# First Allied ace of ww2



## kiwimac (Mar 6, 2004)

Flying Officer Edgar James, 'Cobber', Kain









> Cobber' Kain was born in Hastings on 27 June 1918. Following school, he worked as a clerk in his father's warehousing business in Wellington.
> 
> In 1936 he obtained his private pilot's licence with the Wellington Aero Club before leaving New Zealand in November for London to join the RAF. Kain began his flying training in January 1937 and in late November was posted to 73 Squadron. Re-equipped with Hurricanes in 1938, the squadron was fully operational by March 1939 and on 24 August was ordered to mobilise for war.
> 
> ...








Kiwimac


----------



## nutter (Mar 7, 2004)

thanx mate a very good read


----------



## aussie jim (Mar 10, 2004)

Cobber Cain and his Hurricane ..what a legend


----------



## Hot Space (Mar 12, 2004)

Another good read here 8) 

But I wonder how many Kills he would of got if he didn't die  

Hot Space


----------



## cihset (Sep 1, 2004)

Enlighten me, but wouldn't Stanislav Skalski be the first allied ace since he downed more than five planes in the battle of Poland?
(he also later flew for RAF)


----------



## the lancaster kicks ass (Sep 5, 2004)

post his story and we'll see, unfortunatly i know very little about aces................


----------



## cihset (May 2, 2005)

"In September 1939, Skalski reached "ace status", by personally downing 6 German aircraft (1 Ju 86, 2 Do 17, 1 Ju 87, 2 Hs 126), plus 1 Hs 126 shared with another pilot. Furthermore, he damaged another three planes (1 Bf 109, 1 Hs 126, 1 Ju 87). Skalski flew his last sortie with his P-11c on 16 September. The next day he fled the country, as did several other Polish pilots, to Rumania, and from there to fight in France and England. "

http://www.elknet.pl/acestory/skalski/skalski.htm


----------



## P-Popsie (Oct 29, 2008)

Outstanding gentelmen { and or Ladies off course } The NZ pilot i had heard of only marginally and the polish pilot i had never heard of. More unsung hero's from the counless ranks of unsung hero's.


----------

+ + +

WHAT YOU NEED TO DO:
Can you print everything in the thread on the first Allied ace from "## cihset (Sep" down to "battle of Poland?"?

+ + +

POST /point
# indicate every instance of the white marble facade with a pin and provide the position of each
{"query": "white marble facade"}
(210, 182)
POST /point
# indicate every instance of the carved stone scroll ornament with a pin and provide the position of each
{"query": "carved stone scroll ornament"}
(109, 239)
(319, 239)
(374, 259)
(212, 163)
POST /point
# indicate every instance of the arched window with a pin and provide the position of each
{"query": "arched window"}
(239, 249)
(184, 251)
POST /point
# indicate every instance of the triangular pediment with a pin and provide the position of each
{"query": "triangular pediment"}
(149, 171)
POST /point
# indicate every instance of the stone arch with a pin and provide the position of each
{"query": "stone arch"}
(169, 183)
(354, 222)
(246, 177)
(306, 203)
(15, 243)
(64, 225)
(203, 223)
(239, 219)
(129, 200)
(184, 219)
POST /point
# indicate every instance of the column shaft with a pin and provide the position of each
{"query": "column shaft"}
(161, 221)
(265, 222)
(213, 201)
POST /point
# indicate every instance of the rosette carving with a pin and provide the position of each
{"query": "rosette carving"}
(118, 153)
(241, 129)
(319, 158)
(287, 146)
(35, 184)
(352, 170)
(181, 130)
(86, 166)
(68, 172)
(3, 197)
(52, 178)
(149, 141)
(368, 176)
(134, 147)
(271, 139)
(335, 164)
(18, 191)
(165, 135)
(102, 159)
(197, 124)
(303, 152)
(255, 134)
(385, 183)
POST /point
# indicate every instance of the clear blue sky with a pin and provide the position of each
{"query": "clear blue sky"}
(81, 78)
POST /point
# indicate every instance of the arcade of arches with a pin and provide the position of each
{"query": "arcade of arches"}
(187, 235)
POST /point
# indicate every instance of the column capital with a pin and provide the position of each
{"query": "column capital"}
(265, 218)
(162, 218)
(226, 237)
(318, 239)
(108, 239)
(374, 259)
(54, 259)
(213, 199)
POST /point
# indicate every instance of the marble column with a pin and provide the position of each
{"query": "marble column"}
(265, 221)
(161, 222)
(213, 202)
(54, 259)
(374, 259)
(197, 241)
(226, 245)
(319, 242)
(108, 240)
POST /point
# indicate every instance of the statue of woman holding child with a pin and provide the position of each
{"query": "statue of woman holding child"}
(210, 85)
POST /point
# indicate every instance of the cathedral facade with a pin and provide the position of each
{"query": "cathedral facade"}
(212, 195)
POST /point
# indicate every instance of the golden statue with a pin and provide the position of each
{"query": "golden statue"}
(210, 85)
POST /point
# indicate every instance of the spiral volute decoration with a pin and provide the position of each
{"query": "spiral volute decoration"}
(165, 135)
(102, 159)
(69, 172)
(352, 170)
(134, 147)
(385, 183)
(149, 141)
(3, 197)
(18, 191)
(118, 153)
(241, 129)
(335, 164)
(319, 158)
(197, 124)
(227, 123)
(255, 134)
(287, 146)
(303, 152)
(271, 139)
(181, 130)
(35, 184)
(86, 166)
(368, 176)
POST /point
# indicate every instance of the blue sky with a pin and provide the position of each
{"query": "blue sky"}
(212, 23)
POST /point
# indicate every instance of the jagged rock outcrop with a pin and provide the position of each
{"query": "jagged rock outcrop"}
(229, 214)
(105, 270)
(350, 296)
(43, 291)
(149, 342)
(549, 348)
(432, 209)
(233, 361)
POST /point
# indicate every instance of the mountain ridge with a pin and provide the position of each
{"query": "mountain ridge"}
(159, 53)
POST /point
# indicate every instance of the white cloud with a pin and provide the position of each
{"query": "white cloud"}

+ + +

SOLUTION:
## cihset (Sep 1, 2004)

Enlighten me, but wouldn't Stanislav Skalski be the first allied ace since he downed more than five planes in the battle of Poland?